** Start PROVIDED INFORMATION **

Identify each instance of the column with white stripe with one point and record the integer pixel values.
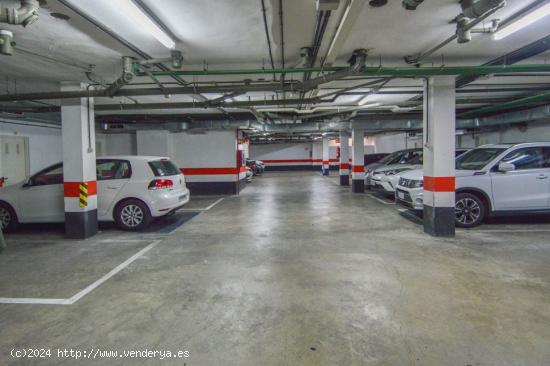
(326, 156)
(79, 164)
(439, 155)
(358, 161)
(344, 158)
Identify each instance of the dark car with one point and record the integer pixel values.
(374, 158)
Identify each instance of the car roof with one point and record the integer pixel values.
(134, 157)
(515, 144)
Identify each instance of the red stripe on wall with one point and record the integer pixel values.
(72, 189)
(210, 171)
(439, 184)
(289, 161)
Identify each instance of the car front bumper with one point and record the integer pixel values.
(411, 198)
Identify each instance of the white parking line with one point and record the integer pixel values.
(509, 231)
(202, 209)
(381, 200)
(87, 290)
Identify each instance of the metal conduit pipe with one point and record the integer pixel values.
(384, 71)
(541, 98)
(25, 15)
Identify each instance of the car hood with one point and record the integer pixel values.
(10, 192)
(387, 168)
(418, 174)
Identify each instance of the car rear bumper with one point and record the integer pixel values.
(170, 201)
(410, 200)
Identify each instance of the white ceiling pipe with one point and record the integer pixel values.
(25, 15)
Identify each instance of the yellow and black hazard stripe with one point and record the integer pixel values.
(83, 191)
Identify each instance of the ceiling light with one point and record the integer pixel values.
(132, 11)
(364, 99)
(522, 22)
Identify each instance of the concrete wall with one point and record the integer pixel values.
(208, 160)
(44, 143)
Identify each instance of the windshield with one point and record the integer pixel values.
(476, 159)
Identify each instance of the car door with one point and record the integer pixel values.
(526, 187)
(112, 176)
(41, 199)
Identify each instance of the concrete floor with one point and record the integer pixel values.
(295, 271)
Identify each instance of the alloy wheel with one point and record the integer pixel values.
(5, 218)
(132, 215)
(467, 211)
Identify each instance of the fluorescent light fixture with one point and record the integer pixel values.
(364, 99)
(133, 12)
(522, 22)
(372, 105)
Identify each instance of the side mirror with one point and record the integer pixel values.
(506, 167)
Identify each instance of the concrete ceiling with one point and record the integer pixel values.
(230, 34)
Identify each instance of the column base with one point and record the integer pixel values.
(344, 180)
(80, 225)
(358, 186)
(439, 221)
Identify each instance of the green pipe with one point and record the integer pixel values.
(2, 241)
(385, 71)
(508, 105)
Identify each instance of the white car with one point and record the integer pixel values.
(385, 178)
(491, 180)
(131, 190)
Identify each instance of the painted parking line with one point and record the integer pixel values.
(380, 200)
(202, 209)
(73, 299)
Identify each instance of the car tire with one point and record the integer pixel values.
(8, 218)
(132, 215)
(470, 210)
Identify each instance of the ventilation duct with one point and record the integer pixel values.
(327, 5)
(25, 15)
(411, 4)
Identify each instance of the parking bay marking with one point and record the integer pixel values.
(202, 209)
(87, 290)
(381, 200)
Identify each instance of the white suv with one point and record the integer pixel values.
(491, 180)
(131, 190)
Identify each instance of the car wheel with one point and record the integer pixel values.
(469, 210)
(8, 218)
(132, 215)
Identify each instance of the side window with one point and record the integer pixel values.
(53, 175)
(113, 169)
(527, 158)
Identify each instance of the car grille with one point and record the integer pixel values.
(406, 201)
(407, 183)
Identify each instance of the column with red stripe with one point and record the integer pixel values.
(344, 158)
(326, 156)
(79, 164)
(358, 161)
(439, 156)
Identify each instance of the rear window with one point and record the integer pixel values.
(163, 168)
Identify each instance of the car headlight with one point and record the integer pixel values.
(417, 184)
(396, 171)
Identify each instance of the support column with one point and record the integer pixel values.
(326, 157)
(79, 164)
(439, 156)
(358, 161)
(344, 158)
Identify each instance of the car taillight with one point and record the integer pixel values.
(161, 184)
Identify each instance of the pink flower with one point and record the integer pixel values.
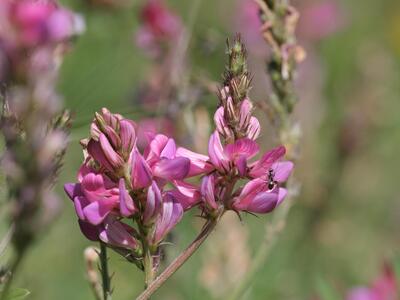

** End PROVIDED INFORMATION **

Collect every line of the records above that contains the string "ceiling", treating uppercase and lowercase as different.

Identify each instance of the white ceiling pipe with one point and record the integer pixel values.
Identify each instance of the ceiling light with one point and record the integer pixel values.
Identify each instance of the concrete ceiling with one point and record the integer pixel values.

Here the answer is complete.